DOCUMENT SEGMENT: Begin

After the run, result.rounds |> hd |> Map.get(:member_results) |> Map.get(:a) |> Map.get(:confidence) is a float or nil.

3. CouncilEx.BiasDetector

lib/council_ex/bias_detector.ex

Diagnostic only. Does not mitigate. Mirrors the paper's Bias Detector component: surfaces when member disagreement correlates with demographic-axis terms.

analyze/2 takes a %{member_id => MemberResult} map and returns:

%{
  flagged: true,
  axes: [
    %{axis: :gender, score: 0.42, evidence: [{:a, ["women", "her"]}]},
    %{axis: :ethnicity, score: 0.0, evidence: []},
    ...
  ],
  baseline_disagreement: 0.61
}
  • score ∈ [0, 1]: rescaled coverage variance. Members differ in how much they invoke that axis.
  • baseline_disagreement ∈ [0, 1]: token-set Jaccard distance across members. High baseline + low axis scores = members disagree on substance. Low baseline + high axis = the axis is doing the disagreeing.

Default backend is :lexicon (substring match against built-in term lists for gender/ethnicity/religion/age/ability). Override via :lexicon opt. :llm_judge and :embedding_cluster backends are planned.

4. CouncilEx.Reliability

lib/council_ex/reliability.ex + lib/council_ex/reliability/ets_store.ex + null_store.ex.

Tracks per-member historical accuracy bucketed by query features. Closes the paper's "agents demonstrating higher accuracy on similar historical queries receive elevated weights" loop.

# After grading a council run out-of-band:
CouncilEx.Reliability.record(:expert, %{topic: :code_review}, true)

# Future runs:
CouncilEx.Reliability.score(:expert, %{topic: :code_review})
# => 0.818  (Laplace-smoothed (s+1)/(s+f+2))

Cold-start (no history for that bucket) returns nil; callers should treat that as "use equal weight". Buckets are exact-match. For semantic similarity, plug in a different store.

The behaviour is record/3 + score/2. Default is Reliability.Null. Set :reliability_store in app config or pass :store per call.

5. Benchmark harness (bench/eval/)

bench/eval/{datasets.ex,runner.ex,README.md}

Skeleton only. Opt-in fetching, bring-your-own grading function, no CI integration. Loaders for TruthfulQA / HaluEval / BBQ. Runner runs a council across a dataset, grades each item, and optionally feeds the match? signal back into Reliability.record/3 so adaptive weighting kicks in on subsequent runs.

DOCUMENT SEGMENT: End
EXCERPTED RECORDS: Begin

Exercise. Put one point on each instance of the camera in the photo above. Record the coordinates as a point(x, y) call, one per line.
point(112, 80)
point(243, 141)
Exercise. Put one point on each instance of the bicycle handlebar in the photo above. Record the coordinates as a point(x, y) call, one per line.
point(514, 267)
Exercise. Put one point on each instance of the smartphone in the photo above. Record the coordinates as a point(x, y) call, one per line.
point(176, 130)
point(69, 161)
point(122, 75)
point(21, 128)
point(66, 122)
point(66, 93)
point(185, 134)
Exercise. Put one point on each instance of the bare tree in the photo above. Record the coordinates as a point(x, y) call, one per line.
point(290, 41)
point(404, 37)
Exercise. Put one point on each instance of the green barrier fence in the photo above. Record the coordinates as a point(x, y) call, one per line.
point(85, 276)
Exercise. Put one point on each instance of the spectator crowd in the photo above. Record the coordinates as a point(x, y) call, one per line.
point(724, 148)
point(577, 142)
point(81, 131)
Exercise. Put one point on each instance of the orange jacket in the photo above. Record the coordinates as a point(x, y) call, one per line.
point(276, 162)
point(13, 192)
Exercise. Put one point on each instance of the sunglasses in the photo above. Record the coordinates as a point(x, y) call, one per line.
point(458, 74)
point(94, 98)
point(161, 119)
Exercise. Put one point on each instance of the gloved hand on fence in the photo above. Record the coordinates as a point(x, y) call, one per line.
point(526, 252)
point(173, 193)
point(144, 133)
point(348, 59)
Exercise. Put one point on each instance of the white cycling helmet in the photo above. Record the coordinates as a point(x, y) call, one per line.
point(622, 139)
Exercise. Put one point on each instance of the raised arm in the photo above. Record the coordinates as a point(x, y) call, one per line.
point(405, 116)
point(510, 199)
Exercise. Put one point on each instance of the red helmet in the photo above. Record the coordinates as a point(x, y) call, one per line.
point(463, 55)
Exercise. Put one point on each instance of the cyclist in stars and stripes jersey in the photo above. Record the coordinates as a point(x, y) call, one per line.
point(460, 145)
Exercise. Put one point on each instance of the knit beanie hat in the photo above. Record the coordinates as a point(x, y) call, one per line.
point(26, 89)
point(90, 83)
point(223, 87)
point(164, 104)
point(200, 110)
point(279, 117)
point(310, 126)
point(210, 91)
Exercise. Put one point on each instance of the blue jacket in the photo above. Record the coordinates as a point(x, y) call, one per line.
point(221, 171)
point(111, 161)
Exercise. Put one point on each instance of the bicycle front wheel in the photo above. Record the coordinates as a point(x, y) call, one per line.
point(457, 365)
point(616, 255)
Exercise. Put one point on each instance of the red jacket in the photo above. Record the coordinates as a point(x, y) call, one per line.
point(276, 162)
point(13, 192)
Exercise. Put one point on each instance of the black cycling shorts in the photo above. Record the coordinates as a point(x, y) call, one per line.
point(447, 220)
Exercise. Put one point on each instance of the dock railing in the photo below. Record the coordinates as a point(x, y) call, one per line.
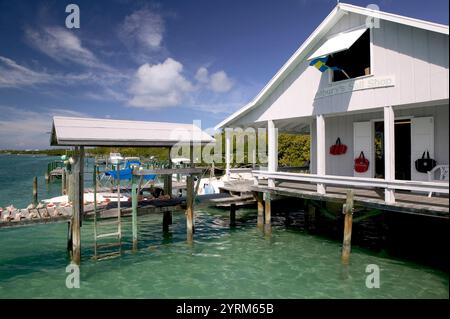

EXCERPTED RECORDS: End

## WHAT YOU SHOULD DO:
Duplicate the passage of the CouncilEx notes between "Cold-start (no history" and "on subsequent runs.", inclusive. The lines are separate material, unrelated to the CouncilEx notes.

## ANSWER TO THIS PROBLEM:
Cold-start (no history for that bucket) returns nil; callers should treat that as "use equal weight". Buckets are exact-match. For semantic similarity, plug in a different store.

The behaviour is record/3 + score/2. Default is Reliability.Null. Set :reliability_store in app config or pass :store per call.

5. Benchmark harness (bench/eval/)

bench/eval/{datasets.ex,runner.ex,README.md}

Skeleton only. Opt-in fetching, bring-your-own grading function, no CI integration. Loaders for TruthfulQA / HaluEval / BBQ. Runner runs a council across a dataset, grades each item, and optionally feeds the match? signal back into Reliability.record/3 so adaptive weighting kicks in on subsequent runs.